Required action
Send back all the data below, exactly as given.
○ ○ ○ ○ ○
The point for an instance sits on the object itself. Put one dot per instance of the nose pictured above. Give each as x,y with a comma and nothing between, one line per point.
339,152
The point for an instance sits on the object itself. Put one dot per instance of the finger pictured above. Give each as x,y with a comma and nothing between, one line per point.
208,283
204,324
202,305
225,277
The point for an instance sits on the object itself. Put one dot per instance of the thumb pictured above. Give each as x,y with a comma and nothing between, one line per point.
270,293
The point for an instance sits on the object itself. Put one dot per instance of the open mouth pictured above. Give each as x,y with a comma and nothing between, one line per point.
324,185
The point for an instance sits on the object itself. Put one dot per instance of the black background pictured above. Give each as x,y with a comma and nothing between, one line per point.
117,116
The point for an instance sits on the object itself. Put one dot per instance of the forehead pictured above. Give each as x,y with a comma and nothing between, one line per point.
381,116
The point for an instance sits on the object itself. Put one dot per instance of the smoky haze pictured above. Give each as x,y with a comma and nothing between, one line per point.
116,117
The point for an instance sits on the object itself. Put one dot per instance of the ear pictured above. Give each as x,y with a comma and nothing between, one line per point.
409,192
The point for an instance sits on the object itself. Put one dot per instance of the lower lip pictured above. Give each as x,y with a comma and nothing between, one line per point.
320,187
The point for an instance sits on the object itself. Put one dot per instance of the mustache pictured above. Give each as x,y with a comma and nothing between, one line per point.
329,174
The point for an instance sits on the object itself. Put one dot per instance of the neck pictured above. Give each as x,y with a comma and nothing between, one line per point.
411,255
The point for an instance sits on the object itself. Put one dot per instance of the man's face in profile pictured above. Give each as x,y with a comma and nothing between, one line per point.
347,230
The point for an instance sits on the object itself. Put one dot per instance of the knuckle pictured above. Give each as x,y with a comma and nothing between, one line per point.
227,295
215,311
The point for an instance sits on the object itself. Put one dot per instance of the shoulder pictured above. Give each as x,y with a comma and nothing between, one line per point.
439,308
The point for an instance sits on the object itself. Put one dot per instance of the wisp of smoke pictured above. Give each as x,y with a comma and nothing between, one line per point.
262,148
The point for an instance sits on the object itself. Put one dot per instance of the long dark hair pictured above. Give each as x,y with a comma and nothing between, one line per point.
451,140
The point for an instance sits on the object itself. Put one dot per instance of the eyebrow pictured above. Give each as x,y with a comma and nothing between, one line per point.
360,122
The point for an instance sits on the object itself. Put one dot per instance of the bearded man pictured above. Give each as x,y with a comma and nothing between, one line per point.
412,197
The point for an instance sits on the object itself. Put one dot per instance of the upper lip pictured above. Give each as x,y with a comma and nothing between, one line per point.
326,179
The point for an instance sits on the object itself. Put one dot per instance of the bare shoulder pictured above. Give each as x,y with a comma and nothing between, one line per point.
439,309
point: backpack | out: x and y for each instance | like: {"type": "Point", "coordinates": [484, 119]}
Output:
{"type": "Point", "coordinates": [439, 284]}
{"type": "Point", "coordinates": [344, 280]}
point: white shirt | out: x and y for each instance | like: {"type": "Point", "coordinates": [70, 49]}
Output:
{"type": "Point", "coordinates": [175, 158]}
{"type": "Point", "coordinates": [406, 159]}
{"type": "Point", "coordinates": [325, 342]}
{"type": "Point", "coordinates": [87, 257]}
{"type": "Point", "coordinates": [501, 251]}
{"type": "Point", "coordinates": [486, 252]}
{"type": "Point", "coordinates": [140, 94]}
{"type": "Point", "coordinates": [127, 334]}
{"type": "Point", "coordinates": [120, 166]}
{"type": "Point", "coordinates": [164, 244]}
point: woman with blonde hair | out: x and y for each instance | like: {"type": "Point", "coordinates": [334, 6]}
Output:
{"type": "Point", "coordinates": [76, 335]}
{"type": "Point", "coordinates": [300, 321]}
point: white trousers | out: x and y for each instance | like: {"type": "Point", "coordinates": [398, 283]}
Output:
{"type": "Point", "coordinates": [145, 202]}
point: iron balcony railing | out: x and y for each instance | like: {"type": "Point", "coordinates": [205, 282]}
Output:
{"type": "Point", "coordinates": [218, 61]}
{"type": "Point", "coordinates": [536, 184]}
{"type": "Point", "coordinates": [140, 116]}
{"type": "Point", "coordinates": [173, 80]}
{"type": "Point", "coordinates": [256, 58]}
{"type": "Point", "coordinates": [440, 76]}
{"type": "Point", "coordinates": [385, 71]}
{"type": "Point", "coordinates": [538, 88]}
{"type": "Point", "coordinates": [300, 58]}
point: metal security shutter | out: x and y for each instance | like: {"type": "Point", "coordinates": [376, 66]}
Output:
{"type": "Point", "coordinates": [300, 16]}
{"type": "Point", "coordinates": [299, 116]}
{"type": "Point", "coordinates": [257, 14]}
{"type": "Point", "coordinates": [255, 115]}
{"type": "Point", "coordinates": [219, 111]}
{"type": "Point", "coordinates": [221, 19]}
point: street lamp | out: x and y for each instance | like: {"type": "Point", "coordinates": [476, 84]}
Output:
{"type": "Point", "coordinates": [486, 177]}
○ ○ ○ ○ ○
Task response
The point for an instance sits on the object itself. Put one dot per instance of the nose pictured above. Give each as x,y with a comma and nothing between, one line per point.
339,152
The point for an instance sits on the object itself. Put one dot per instance of the finger pictured above. Give each as x,y with a comma and nothing between, one line per point.
208,283
204,324
202,305
225,277
The point for an instance sits on the object itself. Put one dot per instance of the thumb pictured above. Give each as x,y with a comma and nothing between, one line per point.
270,293
The point for an instance sits on the object itself. Put one dot per instance of the open mouth pictured above. Give each as x,y with a comma and nothing between, one line per point.
324,185
The point for an instance sits on the object itself. Put one dot per instance of the black background pictured above. Give each as x,y with a comma and nothing between, one line per point.
117,116
The point for an instance sits on the object itself. Put one dot per instance of the forehead pictured above. Give each as x,y with a comma and nothing between, one line per point.
381,116
The point for an instance sits on the object itself. Put one dot per instance of the smoky haze pictured above. Give each as x,y with a comma and nothing between, one line per point.
116,117
The point for an instance sits on the object itself. Put one dot per instance of the ear pictured above. Give each as x,y with a comma and nothing between, one line per point.
409,192
The point for an instance sits on the object itself. Put one dot per instance of the lower lip pictured above. Give each as x,y with a comma and nothing between, one line per point.
320,187
The point for an instance sits on the object itself. Put one dot per instance of the mustache pictured above. Give each as x,y with a comma and nothing between, one line per point.
329,174
The point for an instance sits on the object itself. Put one dot per instance of the neck pictured above. Give each as x,y with a comma and nothing between, one line per point.
411,255
The point for an instance sits on the object itself. Put one dot per instance of the man's face in profile pictured above. Give each as x,y with a comma and nothing between, one line per point.
347,230
The point for an instance sits on the object itself. Put one dot per instance of the knuckle pictured above. Give each as x,y with a comma and nothing between, one line per point.
227,295
215,311
The point for an instance sits on the object itself. Put one dot per instance of the shoulder pictured above. Give each as x,y with a comma and nothing between, one line per point.
439,308
The point for an instance sits on the object itself. Put one dot per instance of the wisp of smoke pictured above. Give each as x,y with a comma and nothing between, one line per point.
262,148
The point for an instance sits on the object itself. Put one dot per instance of the long dark hair pictured above. Give each as x,y with a comma and nothing between, one line per point.
451,140
The point for an instance sits on the object itself. Put one dot per instance of the eyebrow pictured above. Give each as x,y with a comma and nothing between, one line per point.
360,122
The point for an instance sits on the object itself. Put one dot per instance of the bearded man pictured above. Give each as x,y with a comma and nothing between, one line per point.
412,197
The point for an instance sits on the object itself. Put one dot per instance of the upper lip pictured above. Give each as x,y with a comma and nothing between, one line per point.
326,179
The point for an instance sits on the object itself. Put one dot per instance of the bare shoulder pictured above. Give each as x,y with a comma and nothing between, one line per point.
439,309
point: backpack | out: x and y for each instance | like: {"type": "Point", "coordinates": [484, 119]}
Output:
{"type": "Point", "coordinates": [439, 284]}
{"type": "Point", "coordinates": [344, 280]}
point: white shirt | out: x and y for each instance | like: {"type": "Point", "coordinates": [70, 49]}
Output:
{"type": "Point", "coordinates": [175, 158]}
{"type": "Point", "coordinates": [406, 159]}
{"type": "Point", "coordinates": [325, 342]}
{"type": "Point", "coordinates": [87, 257]}
{"type": "Point", "coordinates": [501, 251]}
{"type": "Point", "coordinates": [486, 252]}
{"type": "Point", "coordinates": [140, 94]}
{"type": "Point", "coordinates": [127, 334]}
{"type": "Point", "coordinates": [120, 166]}
{"type": "Point", "coordinates": [164, 244]}
point: woman with blonde hair | out: x and y for each instance | like: {"type": "Point", "coordinates": [334, 6]}
Output:
{"type": "Point", "coordinates": [76, 335]}
{"type": "Point", "coordinates": [300, 321]}
point: white trousers | out: x and y for each instance | like: {"type": "Point", "coordinates": [398, 283]}
Output:
{"type": "Point", "coordinates": [145, 202]}
point: iron balcony railing | out: x and y for each instance | like: {"type": "Point", "coordinates": [205, 282]}
Output:
{"type": "Point", "coordinates": [218, 61]}
{"type": "Point", "coordinates": [536, 184]}
{"type": "Point", "coordinates": [140, 116]}
{"type": "Point", "coordinates": [173, 80]}
{"type": "Point", "coordinates": [256, 58]}
{"type": "Point", "coordinates": [440, 76]}
{"type": "Point", "coordinates": [385, 71]}
{"type": "Point", "coordinates": [538, 88]}
{"type": "Point", "coordinates": [300, 58]}
point: metal security shutter | out: x and y for each instance | like: {"type": "Point", "coordinates": [376, 66]}
Output:
{"type": "Point", "coordinates": [300, 16]}
{"type": "Point", "coordinates": [299, 116]}
{"type": "Point", "coordinates": [257, 14]}
{"type": "Point", "coordinates": [255, 115]}
{"type": "Point", "coordinates": [219, 111]}
{"type": "Point", "coordinates": [221, 19]}
point: street lamp | out: x and y for each instance | like: {"type": "Point", "coordinates": [476, 84]}
Output:
{"type": "Point", "coordinates": [486, 177]}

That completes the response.